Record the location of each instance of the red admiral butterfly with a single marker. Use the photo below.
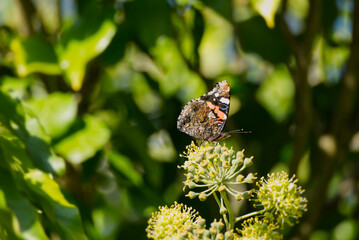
(204, 118)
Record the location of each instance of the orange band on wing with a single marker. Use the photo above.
(221, 115)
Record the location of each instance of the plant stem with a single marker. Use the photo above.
(219, 205)
(229, 209)
(249, 215)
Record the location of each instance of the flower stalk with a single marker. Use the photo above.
(214, 169)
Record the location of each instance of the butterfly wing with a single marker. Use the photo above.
(204, 118)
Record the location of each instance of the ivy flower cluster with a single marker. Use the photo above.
(281, 198)
(171, 222)
(258, 229)
(216, 168)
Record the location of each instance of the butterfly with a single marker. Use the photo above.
(204, 118)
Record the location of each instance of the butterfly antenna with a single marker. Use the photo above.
(240, 131)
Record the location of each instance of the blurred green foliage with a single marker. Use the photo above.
(90, 92)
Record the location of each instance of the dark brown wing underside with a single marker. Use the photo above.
(198, 121)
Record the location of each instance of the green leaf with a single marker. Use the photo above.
(34, 54)
(56, 112)
(267, 9)
(85, 142)
(41, 190)
(256, 37)
(15, 87)
(123, 165)
(78, 47)
(276, 94)
(9, 226)
(63, 215)
(26, 215)
(24, 124)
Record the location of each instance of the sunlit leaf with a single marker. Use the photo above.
(56, 112)
(216, 48)
(267, 9)
(29, 224)
(34, 54)
(62, 214)
(276, 94)
(15, 87)
(41, 189)
(85, 142)
(124, 166)
(160, 147)
(24, 124)
(177, 79)
(256, 37)
(78, 47)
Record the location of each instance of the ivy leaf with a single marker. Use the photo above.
(34, 54)
(85, 142)
(267, 9)
(56, 112)
(40, 189)
(81, 44)
(25, 221)
(23, 123)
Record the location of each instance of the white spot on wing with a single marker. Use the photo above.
(224, 100)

Work to be completed - Rewrite every row above, changing "single marker" to "single dot" wherever it appears and keeping everything else the same. Leave the picture out of your answer.

Answer to the task -
Record the location of each instance of the red admiral butterfly with a single dot. Use the photo below.
(204, 118)
Record the location of each instance of the orange band on wing with a single dot. Use the photo above.
(221, 115)
Record the location of each instance of the plant stem with a single dot. Use the photo above.
(219, 205)
(229, 209)
(249, 215)
Record the location of each instance of the flower stalk with a single dot. Use the photo above.
(214, 169)
Record the location of each instance of the butterfly wing with a single dot. Use the photo above.
(204, 118)
Record the location of each instance of the ivy flower cluster with a single dot. Use the photo above.
(281, 198)
(171, 222)
(258, 229)
(216, 168)
Record the location of each instance of the butterfly with a single dot. Use the photo above.
(204, 118)
Record the location of each instance of the butterfly antenna with a single dot. Use the photo above.
(240, 131)
Record the location of each instance of the blurred green foliage with a single dot. Use the photo above.
(90, 92)
Record the location of each instance of the dark brown wing underside with a single dot. Use the photo above.
(198, 121)
Record the location of each instance of the green leaf with a single dot. Use the photo above.
(34, 54)
(56, 112)
(267, 9)
(85, 142)
(41, 190)
(256, 37)
(15, 87)
(123, 165)
(78, 47)
(276, 94)
(9, 226)
(63, 215)
(26, 215)
(24, 124)
Record the location of each instance of the sunlit leaf with a single dot. Use the photo above.
(56, 112)
(216, 48)
(267, 9)
(29, 224)
(34, 54)
(62, 214)
(276, 94)
(15, 87)
(41, 189)
(85, 142)
(124, 166)
(160, 147)
(24, 124)
(177, 79)
(256, 37)
(78, 47)
Record the location of each instance of the ivy leaf with a single dot. Use the photo above.
(34, 54)
(85, 142)
(267, 9)
(56, 112)
(40, 189)
(81, 44)
(25, 221)
(23, 123)
Record the location of each instance of the white spot on wing with a single dot. Use the photo above.
(224, 100)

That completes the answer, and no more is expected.